[Begin]
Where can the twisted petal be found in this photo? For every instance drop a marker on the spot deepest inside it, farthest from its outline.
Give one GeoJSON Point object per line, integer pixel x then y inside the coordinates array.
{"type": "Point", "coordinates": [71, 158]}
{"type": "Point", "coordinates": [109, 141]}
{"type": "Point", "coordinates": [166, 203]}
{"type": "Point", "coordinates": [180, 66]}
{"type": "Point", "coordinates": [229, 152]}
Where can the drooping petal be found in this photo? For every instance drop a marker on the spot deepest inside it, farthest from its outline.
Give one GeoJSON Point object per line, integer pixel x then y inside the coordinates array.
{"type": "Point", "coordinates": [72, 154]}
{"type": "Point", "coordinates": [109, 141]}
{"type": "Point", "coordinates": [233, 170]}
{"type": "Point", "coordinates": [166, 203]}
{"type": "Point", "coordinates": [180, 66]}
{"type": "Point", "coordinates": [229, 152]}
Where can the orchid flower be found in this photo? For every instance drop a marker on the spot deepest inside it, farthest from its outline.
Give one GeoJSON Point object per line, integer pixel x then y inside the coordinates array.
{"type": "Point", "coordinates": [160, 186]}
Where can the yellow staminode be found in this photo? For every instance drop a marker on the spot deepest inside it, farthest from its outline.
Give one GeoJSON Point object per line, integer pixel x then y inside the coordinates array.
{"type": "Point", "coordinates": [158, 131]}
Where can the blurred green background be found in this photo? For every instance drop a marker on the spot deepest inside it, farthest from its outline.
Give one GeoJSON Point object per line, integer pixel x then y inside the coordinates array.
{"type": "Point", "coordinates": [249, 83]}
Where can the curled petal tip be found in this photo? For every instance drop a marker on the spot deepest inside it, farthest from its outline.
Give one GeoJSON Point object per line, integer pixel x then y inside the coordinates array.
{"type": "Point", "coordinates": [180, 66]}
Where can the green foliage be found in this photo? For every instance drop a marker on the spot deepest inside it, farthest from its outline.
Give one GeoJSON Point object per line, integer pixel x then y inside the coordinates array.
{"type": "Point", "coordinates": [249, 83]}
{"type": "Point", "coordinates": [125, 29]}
[End]
* Do this
Copy out everything from the entry containing "Where can the blurred" down to the end of the entries, with the requests included. Multiply each coordinate in the answers by 0.45, rounding to whole numbers with halves going up.

* Response to the task
Where can the blurred green background be found in this photo? For every instance drop a marker on the spot deepest inside it, farthest from its outline.
Give one GeoJSON Point object per line, integer pixel x then y inside the coordinates array.
{"type": "Point", "coordinates": [112, 37]}
Where can the curled petal tip be found in this photo? For every instance drop a marker on the spot deepest inside it, farthest from its outline.
Give one GeoJSON Point object per line, integer pixel x then y inside the coordinates array.
{"type": "Point", "coordinates": [81, 30]}
Where can the green foliage be found in this photo? For every instance drop a marker on the spot deepest inside it, farthest from its outline.
Give one GeoJSON Point object per line, integer pixel x then y inside the coordinates array.
{"type": "Point", "coordinates": [112, 37]}
{"type": "Point", "coordinates": [56, 13]}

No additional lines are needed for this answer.